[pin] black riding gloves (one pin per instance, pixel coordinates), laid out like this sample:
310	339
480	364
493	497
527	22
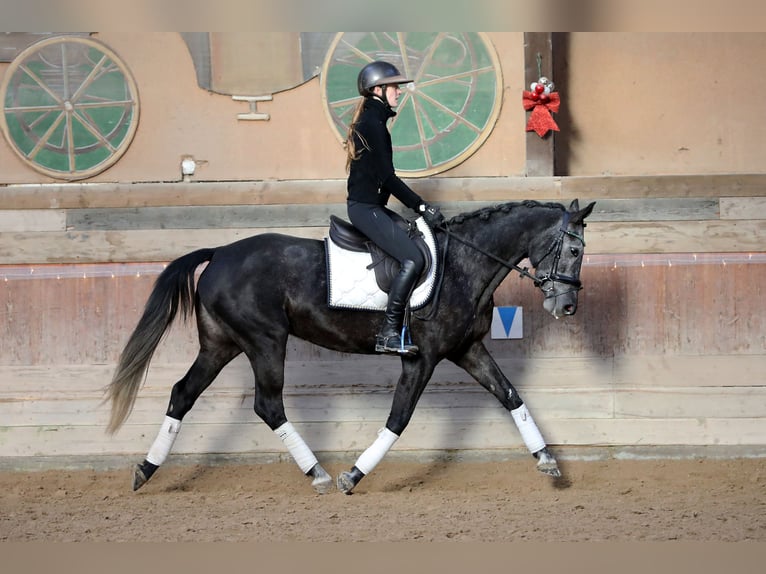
_ _ _ _ _ _ _
__EXERCISE GOAL__.
Switch "riding gloves" to "work gloves" throughout the material and write it out again with nothing else changed. Leave out the pictures.

__EXERCISE SOLUTION__.
[pin] black work gloves (one pin per instance, pixel coordinates), laid out like this sample:
310	339
480	364
493	497
527	22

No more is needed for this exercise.